Posicionamiento de la Argentina en la era victoriana
“Hay un momento en la historia universal en que Gran Bretaña puede ser descripta como el único taller del mundo, su único importador y exportador masivo, su único transportista, su único poder imperialista, casi su único inversor extranjero; y por esa misma razón su única potencia naval y el único país con una política mundial propia. A la soledad de pionero, señor de cuanto deslindaba a falta de otros competidores, se debe gran parte de ese monopolio que terminó automáticamente cuando otros países se industrializaron, aunque la estructura de transacciones económicas mundiales que construyó Gran Bretaña y en términos británicos fue durante largo tiempo indispensable para el resto del globo. Sin embargo, para la mayoría del mundo la era de la industrialización “británica” fue simplemente una fase –la inicial o una de las primeras– de la historia contemporánea” (Eric. J. Hobsbawm, “Industria e imperio”, ed. Seix Barral, Barcelona 1977).
El marco externo tiene siempre una importancia decisiva para explicar las circunstancias que se verifican en la periferia del sistema mundial. Vale la pena detenerse en repasar algunos rasgos de la situación internacional que fueron decisivos para inducir los cambios ocurridos en la Argentina para convertirla en un gran productor de materias primas agropecuarias.
A mediados del siglo XIX, cuando cae el gobierno de Rosas y todavía faltaban dos décadas para que el liberalismo de Buenos Aires se tornara hegemónico, en el centro del sistema capitalista ya estaba virtualmente agotada la primera etapa de la Revolución Industrial, apoyada en las manufacturas textiles y la aparición de los ferrocarriles. Se trató de un proceso liderado por Gran Bretaña pero que también tuvo por escenario a las grandes naciones de Europa continental.
Con el desarrollo de nuevos productos, como los originados en la siderurgia y la química, el creciente perfeccionamiento del transporte ferroviario y la extensión de sus redes a nivel planetario, sumado a la difusión del telégrafo, se facilitó la consecuente ampliación de los mercados y la mayor facilidad para acceder a los mismos. Eran todas señales claras de que amanecía una nueva fase de expansión en el capitalismo que ya abarcaba a los países más importantes de Europa y progresaba en América del Norte. Paulatinamente, Inglaterra iba cediendo el liderazgo en aquellos años que luego se conocerían como la segunda etapa de la revolución industrial.

◆ **Instrucciones de trabajo**
A – Extrae del texto sobre la Argentina en la era victoriana el fragmento que va desde "El marco externo" hasta "materias primas agropecuarias.", ambos incluidos.
B – Prolonga el texto sobre la Argentina en la era victoriana a partir de su última oración.

◆ **Registros de datos**
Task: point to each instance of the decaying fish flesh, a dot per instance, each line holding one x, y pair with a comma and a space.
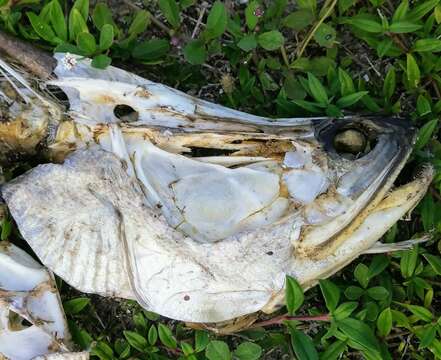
32, 322
198, 211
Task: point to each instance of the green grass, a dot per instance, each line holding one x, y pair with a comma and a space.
273, 58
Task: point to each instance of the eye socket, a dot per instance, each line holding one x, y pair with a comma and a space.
351, 141
126, 113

◆ **Las respuestas**
A –
El marco externo tiene siempre una importancia decisiva para explicar las circunstancias que se verifican en la periferia del sistema mundial. Vale la pena detenerse en repasar algunos rasgos de la situación internacional que fueron decisivos para inducir los cambios ocurridos en la Argentina para convertirla en un gran productor de materias primas agropecuarias.

B –
Cuando la Argentina entra en el juego, estableciendo relaciones estrechas con la Inglaterra de la época victoriana, si se analiza la composición de la riqueza británica puede advertirse que era cada vez más importante el aporte que a la misma hacían otros sectores, como la intermediación financiera, los fletes y las rentas originadas en las posesiones del exterior.
Inglaterra había logrado consolidar, como ninguna otra nación, tres importantes ventajas: su poderío naval, el mercado de capitales de Londres y, a partir de la adopción del patrón oro en 1818, la aceptación mundial de la libra esterlina como valor de reserva. Por el contrario, tanto sus manufacturas como su minería del carbón mostraban una decreciente competitividad.
Para imponer las exportaciones británicas de bienes y capitales, los sucesivos gobiernos británicos debían entonces, y sin ruborizarse, utilizar ciertos medios -ya sea apelando a la diplomacia, el poder financiero, la corrupción o la acción directa- que a la hora de asignar factores poco tenían que ver con la teoría de las ventajas relativas pregonada por David Ricardo.
Con la expansión del capitalismo, Europa, que por entonces era el centro del mundo, vivía una época de revoluciones burguesas, con gran inestabilidad y permanentes tensiones bélicas. Un rasgo distintivo de aquellos tiempos estaba dado, efectivamente, por el poder que habían alcanzado las burguesías nacionales y muchas veces en alianza con las monarquías post napoleónicas, con Gran Bretaña a la cabeza y enfrentadas a resabios feudales todavía con mucho poder, como eran los terratenientes y la Iglesia. Otro fenómeno contemporáneo fue la expansión imperialista, que se encontraba en pleno auge.
La hegemonía del capitalismo no siguió el curso transitado sin grandes costos. En la mayoría de los casos fue parida por la violencia, al tiempo que se asistió a una aguda pauperización de las clases desposeídas, circunstancia que tocó techo con las hambrunas de 1848. La miseria, por ser aún peor en las zonas rurales más atrasadas, estimuló la emigración de grandes masas de trabajadores hacia los nuevos espacios vacíos de América y Oceanía.
Correlativamente, abaratar los alimentos para bajar el costo de reproducción de la mano de obra europea -sumando así otro factor, los salarios reales decrecientes, que otorgara factibilidad a la segunda etapa de la revolución industrial-, se convirtió en una consigna a la cual rápidamente se adaptaron las normativas legales en Gran Bretaña (con la eliminación de las leyes de granos) y el resto de Europa. Ello facilitaba la importación de cereales y carnes, al tiempo que se fomentaba la inmigración de mano de obra, especialmente la de baja calificación y proveniente muchas veces de regiones donde todavía subsistían condiciones semi feudales de producción.
Se había generado la condición necesaria para que la Argentina ingresara al campo de juego. A su vez, las “condiciones suficientes” serían varias: apropiarse de las tierras fértiles gratuitamente o asignadas por el Estado a la décima parte de su valor; atraer mano de obra barata del exterior y construir la infraestructura necesaria, financiándola con inversiones directas o endeudamiento público, ambos de origen predominantemente británico.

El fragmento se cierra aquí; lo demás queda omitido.